英国の本音は「日本に見放されたら困る」

英インディペンデント紙(6月28日付)は、「EUに加盟していなくても、世界市場で勝負できる製品あるいはサービスを創出できるかが経済上の繁栄のカギを握る」と指摘する。特定のグループに加盟しているかどうかは問題ではないのである。

競争力のある経済を維持するためのバックボーンとして、同紙は「英国には安定した政治と成熟した民主主義がある」とも言う。現在は与党・保守党が党首争いの真っただ中だが、それでも世界の紛争地のような政治の不安定さはない。欧州全体にテロ発生の危険性はあるものの、通常は日本同様に安全な日常生活を送ることができる。

今は下落の一方だが、ポンドを維持できる点も英国の強みだという。離脱後も世界の基軸通貨であることは変わらない。

提供資料
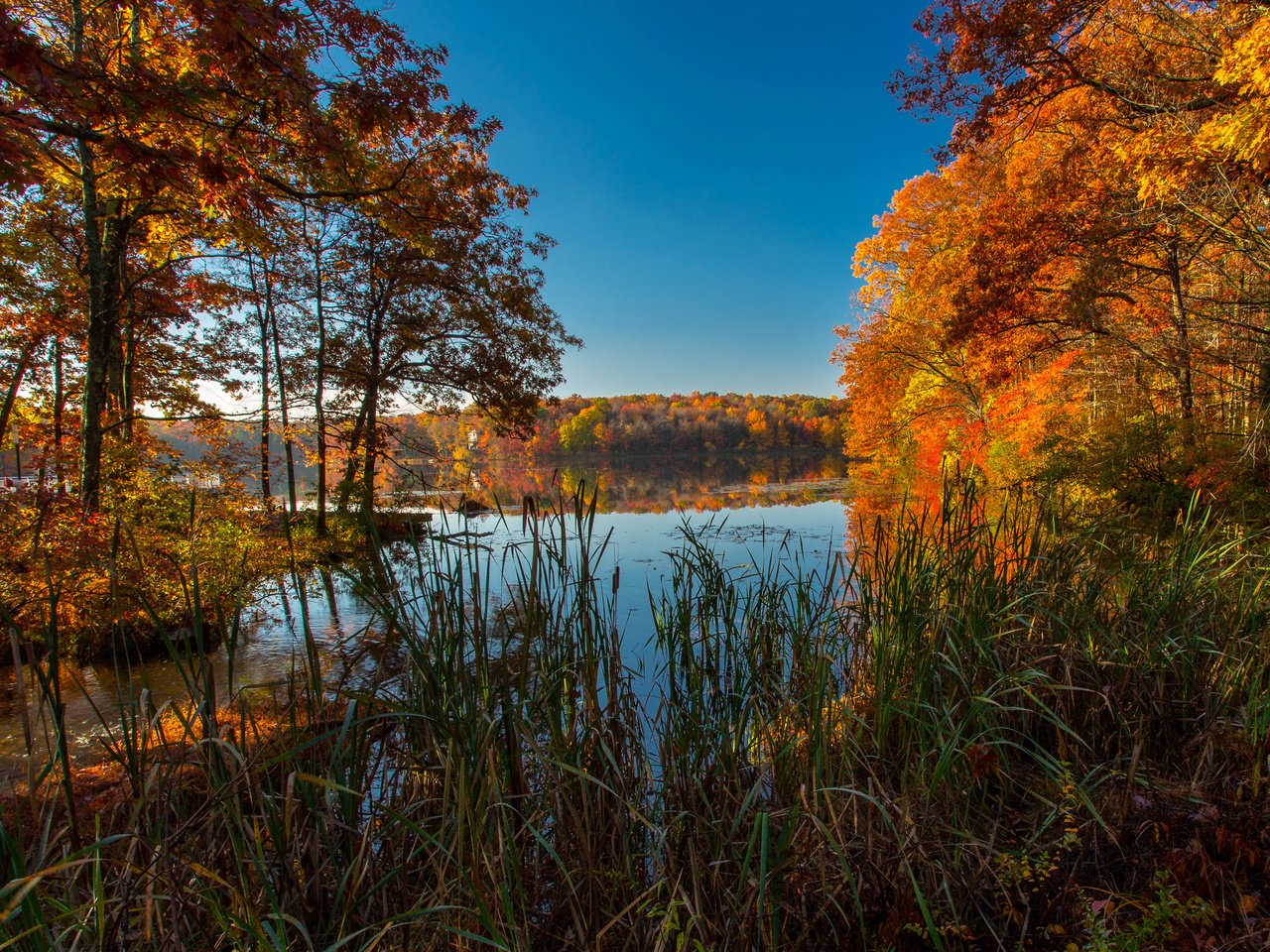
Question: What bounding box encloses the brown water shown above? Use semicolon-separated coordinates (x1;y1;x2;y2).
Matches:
0;458;848;776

課題の指示
上記の本文抜粋のうち、「英国の本音は「日本に見放されたら困る」」から「日常生活を送ることができる。」まで（末尾の語句を含む）を一字一句違えずに書き写してください。

解答例
英国の本音は「日本に見放されたら困る」

英インディペンデント紙(6月28日付)は、「EUに加盟していなくても、世界市場で勝負できる製品あるいはサービスを創出できるかが経済上の繁栄のカギを握る」と指摘する。特定のグループに加盟しているかどうかは問題ではないのである。

競争力のある経済を維持するためのバックボーンとして、同紙は「英国には安定した政治と成熟した民主主義がある」とも言う。現在は与党・保守党が党首争いの真っただ中だが、それでも世界の紛争地のような政治の不安定さはない。欧州全体にテロ発生の危険性はあるものの、通常は日本同様に安全な日常生活を送ることができる。